# Written task:
Rewrite the rows from the line containing "of the horse" up to and including the line containing "the white column". Multiply every x and y coordinate by 0.65, round to whole numbers with halves going up, and leave all other lines unchanged.

# Entries provided:
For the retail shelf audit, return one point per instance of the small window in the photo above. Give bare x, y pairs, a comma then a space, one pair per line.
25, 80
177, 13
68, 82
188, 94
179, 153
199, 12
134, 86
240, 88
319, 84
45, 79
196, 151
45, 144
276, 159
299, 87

...

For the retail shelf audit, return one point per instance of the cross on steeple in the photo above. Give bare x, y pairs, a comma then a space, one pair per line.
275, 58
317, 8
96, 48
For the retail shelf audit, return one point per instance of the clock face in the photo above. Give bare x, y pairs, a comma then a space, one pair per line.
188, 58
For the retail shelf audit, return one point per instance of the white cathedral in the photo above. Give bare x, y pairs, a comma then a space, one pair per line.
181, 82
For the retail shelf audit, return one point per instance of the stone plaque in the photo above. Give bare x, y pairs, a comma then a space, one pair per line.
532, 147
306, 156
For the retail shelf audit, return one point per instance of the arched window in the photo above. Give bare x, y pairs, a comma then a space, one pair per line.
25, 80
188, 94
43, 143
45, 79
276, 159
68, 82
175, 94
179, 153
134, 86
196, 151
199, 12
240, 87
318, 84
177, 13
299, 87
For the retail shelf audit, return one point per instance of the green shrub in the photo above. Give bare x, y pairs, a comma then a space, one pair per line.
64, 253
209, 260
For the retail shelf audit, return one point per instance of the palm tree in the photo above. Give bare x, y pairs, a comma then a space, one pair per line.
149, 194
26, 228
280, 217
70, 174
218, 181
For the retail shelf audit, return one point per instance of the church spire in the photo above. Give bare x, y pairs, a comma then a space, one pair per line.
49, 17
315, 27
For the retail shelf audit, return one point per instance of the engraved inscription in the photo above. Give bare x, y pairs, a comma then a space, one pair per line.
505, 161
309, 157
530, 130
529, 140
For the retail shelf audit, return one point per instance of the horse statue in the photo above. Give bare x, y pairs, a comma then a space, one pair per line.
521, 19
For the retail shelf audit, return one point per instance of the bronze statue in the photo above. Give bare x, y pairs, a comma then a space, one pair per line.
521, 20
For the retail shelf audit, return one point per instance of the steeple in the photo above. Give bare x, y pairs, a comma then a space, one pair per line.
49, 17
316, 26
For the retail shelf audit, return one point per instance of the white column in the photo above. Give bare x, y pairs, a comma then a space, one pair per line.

# Output of the exercise:
For the retail shelf audit, return one point per instance of the horse statue in the photo above. Give bare x, y pairs, a comma then a space, one pair per line.
339, 12
For the retail shelf audit, return one point per instance of the bronze statue in the photo above. Give bare x, y pairs, a comma then a space, one pair per line.
339, 13
For the retail shelf audit, return one point per instance of the steeple in the photo above. Give bare x, y pairs, a comma then a space, one pair per line.
32, 11
205, 17
For the retail shelf audit, return one point per instance of the white column in the photo above. Give bare x, y pairs, a comma then a space, one pair per line.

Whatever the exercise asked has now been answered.